[Text passage]
....

Friday, February 06, 2015

Movie Day

Movie Day

I spent a good share of the day watching two movies. I'd been waiting for the Independent Film Channel to run Claude Chabrol's Story of Women (1990 USA) again. Here's a partial review from IMDB:

Abortion in Nazi-occupied France

Author: Dennis Littrell (dalittrell@yahoo.com) from SoCal

"Claude Charbrol's stark and unsentimental masterpiece about the last woman to be executed in France--she was guillotined for performing abortions in Nazi-occupied France during World War II--forces us to see a side of war not often depicted. What does a woman with two little children do when her country is occupied by the brute forces of the enemy? How is she to find enough to eat, to buy the increasingly scarce and costly necessities of life? How is she to find joy in life? Women often turn to prostitution during such times, but Maire Latour does not. Instead she aborts the foetuses of the prostitutes and of other women impregnated, often by the Nazis. In a sense this is her "resistence." However she prospers and takes up with a Nazi collaborator. In the process she reduces her husband to frustration and humiliation.

"Isabelle Huppert as Marie Latour is mesmerizing in a role that allows her talent full latitude. She is clear-headed and sly as a business woman, warm and ordinary as a mother, cold and brutal as a wife, childish and careless as an adulteress, resourceful and fearless as an abortionist, and unrepentant as she awaits the executioner (foreshadowed, by the way, by her son, who wants to be an executioner when he grows up). "

Ed here:

The more movies I watch the more I feel drawn to Chabrol and his seminal actress Isabelle Huppert. I know I am in a minority for admiring what the two of them did with Madame Bovary but I think that film will have its day eventually. In terms of both intelligent and sexual beauty I can't think of another actress who comes close to Huppert. I could imagine her face dominating the days of silent films; with her gentle hesitant style given voice she's all the more remarkable. A lesser actor would have donned masks to show us all the different sides of Marie. But somehow Huppert integrates all contradictory aspects of Marie into one believe whole. This is a masterpiece.

....

[Dataset]
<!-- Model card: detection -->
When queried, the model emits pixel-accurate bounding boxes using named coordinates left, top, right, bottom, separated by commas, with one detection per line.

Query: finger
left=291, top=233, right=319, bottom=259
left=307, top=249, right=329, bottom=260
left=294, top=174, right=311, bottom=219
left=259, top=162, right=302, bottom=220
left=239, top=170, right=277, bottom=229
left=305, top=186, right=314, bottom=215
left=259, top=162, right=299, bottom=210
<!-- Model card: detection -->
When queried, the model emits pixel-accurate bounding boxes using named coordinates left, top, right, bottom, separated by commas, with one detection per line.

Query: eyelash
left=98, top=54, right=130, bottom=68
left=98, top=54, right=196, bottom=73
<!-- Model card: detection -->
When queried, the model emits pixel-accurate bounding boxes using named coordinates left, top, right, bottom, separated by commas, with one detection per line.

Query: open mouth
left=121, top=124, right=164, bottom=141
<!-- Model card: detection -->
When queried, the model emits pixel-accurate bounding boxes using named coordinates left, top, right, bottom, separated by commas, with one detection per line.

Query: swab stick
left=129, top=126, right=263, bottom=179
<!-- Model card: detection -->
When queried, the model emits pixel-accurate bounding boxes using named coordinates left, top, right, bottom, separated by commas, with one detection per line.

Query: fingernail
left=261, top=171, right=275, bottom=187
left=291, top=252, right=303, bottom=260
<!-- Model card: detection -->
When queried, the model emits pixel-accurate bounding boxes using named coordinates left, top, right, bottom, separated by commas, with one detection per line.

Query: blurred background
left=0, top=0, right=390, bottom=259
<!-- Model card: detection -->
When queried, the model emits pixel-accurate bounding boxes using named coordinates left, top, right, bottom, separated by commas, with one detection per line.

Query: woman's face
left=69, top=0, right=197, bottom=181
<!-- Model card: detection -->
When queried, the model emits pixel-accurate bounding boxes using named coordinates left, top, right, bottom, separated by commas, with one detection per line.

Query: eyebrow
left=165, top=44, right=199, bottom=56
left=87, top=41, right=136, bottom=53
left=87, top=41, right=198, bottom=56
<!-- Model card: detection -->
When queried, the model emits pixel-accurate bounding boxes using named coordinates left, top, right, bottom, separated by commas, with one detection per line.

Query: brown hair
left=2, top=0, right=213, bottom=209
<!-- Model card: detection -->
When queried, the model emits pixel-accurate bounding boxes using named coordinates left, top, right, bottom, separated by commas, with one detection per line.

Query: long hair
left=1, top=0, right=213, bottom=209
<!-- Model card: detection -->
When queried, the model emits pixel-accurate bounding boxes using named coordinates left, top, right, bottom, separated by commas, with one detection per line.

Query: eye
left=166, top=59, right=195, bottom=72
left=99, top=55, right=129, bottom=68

....

[Work task]
Answer these questions about the movie-day blog post:
1. Which channel had the writer been waiting on to show Story of Women again?
2. What does Marie Latour's son want to be when he grows up?
3. Which other film by Chabrol and Huppert does the writer admire while acknowledging being in a minority?

[Expected answer]
1. The Independent Film Channel.
2. An executioner.
3. Madame Bovary.